__EXERCISE INSTRUCTIONS__. Put each line of the data below into a JSON list of strings, one string per line, with blank lines omitted. Leave the pictures out.

^^^^

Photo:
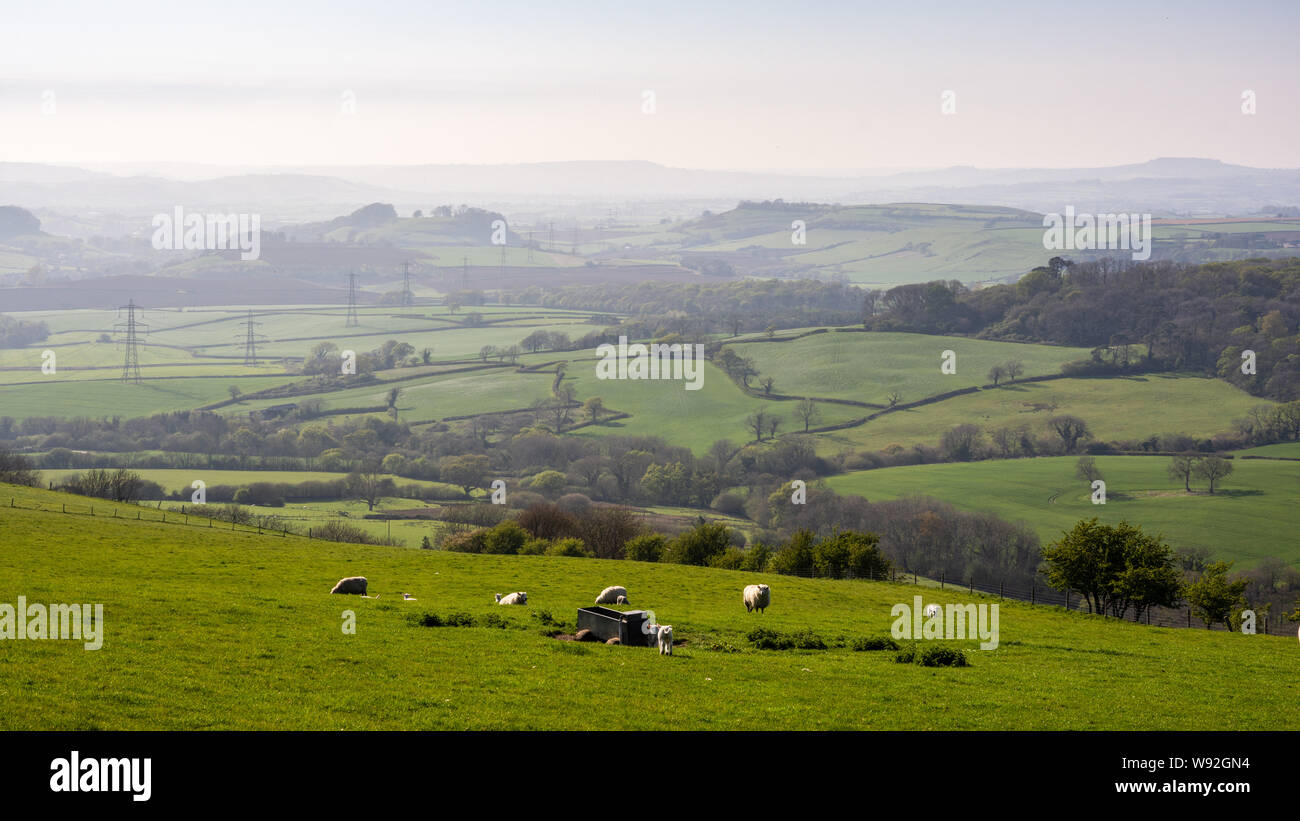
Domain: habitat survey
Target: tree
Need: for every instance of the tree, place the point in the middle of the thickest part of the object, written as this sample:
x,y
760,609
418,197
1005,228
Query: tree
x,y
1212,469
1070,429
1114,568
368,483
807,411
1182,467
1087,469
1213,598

^^^^

__TASK RESPONSE__.
[
  "Photo:",
  "Domain: habitat survey",
  "Target: tree",
  "Need: for every instance of the tree, place the point in the middle of the thickest part of the object, written as this sample:",
  "x,y",
  "760,609",
  "418,197",
  "1005,228",
  "Query: tree",
  "x,y",
  "1212,469",
  "1070,429",
  "1114,568",
  "368,483",
  "807,411",
  "1182,467",
  "1087,469",
  "1213,598"
]